(Reading passage):
By Greta Wickham
The Galston District Garden Club has not resumed meetings for 2021. Now with the introduction of vaccinations against Covid19 it should be getting closer to the time members will be feeling more confident to resume monthly meetings.
Whilst we are not having monthly meetings we are attempting to gather in our gardens to catch up with each other. When I say attempting, for the second time we have had to cancel a ramble in the Piper’s Glenorie garden due to bad weather. We really appreciate the Piper’s invitation to ramble in the garden as we know the hard work that it takes to make the garden look pristine for us all to enjoy. Could we be third time lucky?
While we seem to have quite a mild summer, we did have two or three 40- degree days that burnt the 600 square metres of grass we planted at the beginning of March 2020. A rush to buy bags of wetasoil and hand watering was our remedy, like putting ice on a burn. However, Mother Nature really did the trick and bought it back to life. A few days later the rain came and we have had the lovely rain on and off for the past month. On reflection, we had mown the grass quite low a few days prior to the heat and we realise now that was why the grass took such a beating. A lesson learnt the hard way.
Consulting “Mr Google” a Melbourne-based garden designer, Ian Barker, recommends, “training your plants and lawn to receive one long soaking of water every week during summer is a good resume. They’ll drop their roots down lower (chasing the water) whereas if you water every day, you’ll just have surface roots everywhere and if something goes wrong, the plants can die in a couple of days”
Water retention powders, wetting agents and mulch can all aid in holding moisture in. In the absence of a “trained” garden, returning from holidays could reveal a backyard shrivelled and unkempt”. Ian Baker says, “There is good and bad news in this scenario. The bad news is there is no quick fix. The good news is, with proper care, Eden can return”.
Avoiding harsh pruning when the garden looks dry and overgrown. A canopy, in any condition, will provide shade, holding moisture in. Pruning back to wood will only dry the plants out. With lawns, the same idea applies. The higher you cut the grass the better, it keeps the moisture underneath. Cutting lawns once a week on the highest setting will help to retain nutrients. If you try to cut it low, you end up having a distressed lawn. It is the same with shrubs and plants, if they are overgrown just cut back gradually. Come back a week later and do it again, until it is back to where it should be.
The Galston Garden Club is planning another “Open Garden Weekend” in October. We would be interested in hearing from you if you are willing to open your garden or if you know of a garden, to which we could approach the owner. We are looking forward to resuming meetings in the future, but not right now.

(Information):
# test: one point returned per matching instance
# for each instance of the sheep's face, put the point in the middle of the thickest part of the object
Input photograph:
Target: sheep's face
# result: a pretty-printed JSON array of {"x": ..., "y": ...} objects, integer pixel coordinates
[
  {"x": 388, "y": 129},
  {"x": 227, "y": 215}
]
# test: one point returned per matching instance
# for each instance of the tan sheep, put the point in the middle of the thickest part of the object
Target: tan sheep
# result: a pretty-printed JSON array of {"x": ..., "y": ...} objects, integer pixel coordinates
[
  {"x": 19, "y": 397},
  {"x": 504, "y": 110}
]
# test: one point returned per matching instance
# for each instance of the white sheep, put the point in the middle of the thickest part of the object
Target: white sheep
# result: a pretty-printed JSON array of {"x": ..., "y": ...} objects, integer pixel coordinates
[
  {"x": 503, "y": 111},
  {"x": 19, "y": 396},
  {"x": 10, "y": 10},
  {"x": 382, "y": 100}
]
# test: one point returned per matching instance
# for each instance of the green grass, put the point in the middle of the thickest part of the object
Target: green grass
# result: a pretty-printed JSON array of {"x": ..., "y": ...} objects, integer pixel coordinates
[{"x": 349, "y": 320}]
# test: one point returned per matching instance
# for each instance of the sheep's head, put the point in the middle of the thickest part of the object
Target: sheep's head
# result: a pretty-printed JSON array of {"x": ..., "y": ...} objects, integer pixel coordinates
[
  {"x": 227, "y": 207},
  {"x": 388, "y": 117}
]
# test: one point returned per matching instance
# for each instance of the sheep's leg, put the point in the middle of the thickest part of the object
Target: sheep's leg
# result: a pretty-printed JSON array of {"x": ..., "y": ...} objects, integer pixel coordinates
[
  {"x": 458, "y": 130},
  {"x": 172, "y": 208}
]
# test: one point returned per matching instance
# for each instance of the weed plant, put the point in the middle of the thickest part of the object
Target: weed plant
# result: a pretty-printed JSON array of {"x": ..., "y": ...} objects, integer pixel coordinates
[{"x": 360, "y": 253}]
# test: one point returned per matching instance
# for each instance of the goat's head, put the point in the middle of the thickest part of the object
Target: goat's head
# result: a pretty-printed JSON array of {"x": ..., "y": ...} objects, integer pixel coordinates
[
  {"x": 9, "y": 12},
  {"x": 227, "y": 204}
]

(Problem):
Can you return the passage of the garden club column starting at "While we seem" and ending at "the hard way.", copied word for word?

(Exercise output):
While we seem to have quite a mild summer, we did have two or three 40- degree days that burnt the 600 square metres of grass we planted at the beginning of March 2020. A rush to buy bags of wetasoil and hand watering was our remedy, like putting ice on a burn. However, Mother Nature really did the trick and bought it back to life. A few days later the rain came and we have had the lovely rain on and off for the past month. On reflection, we had mown the grass quite low a few days prior to the heat and we realise now that was why the grass took such a beating. A lesson learnt the hard way.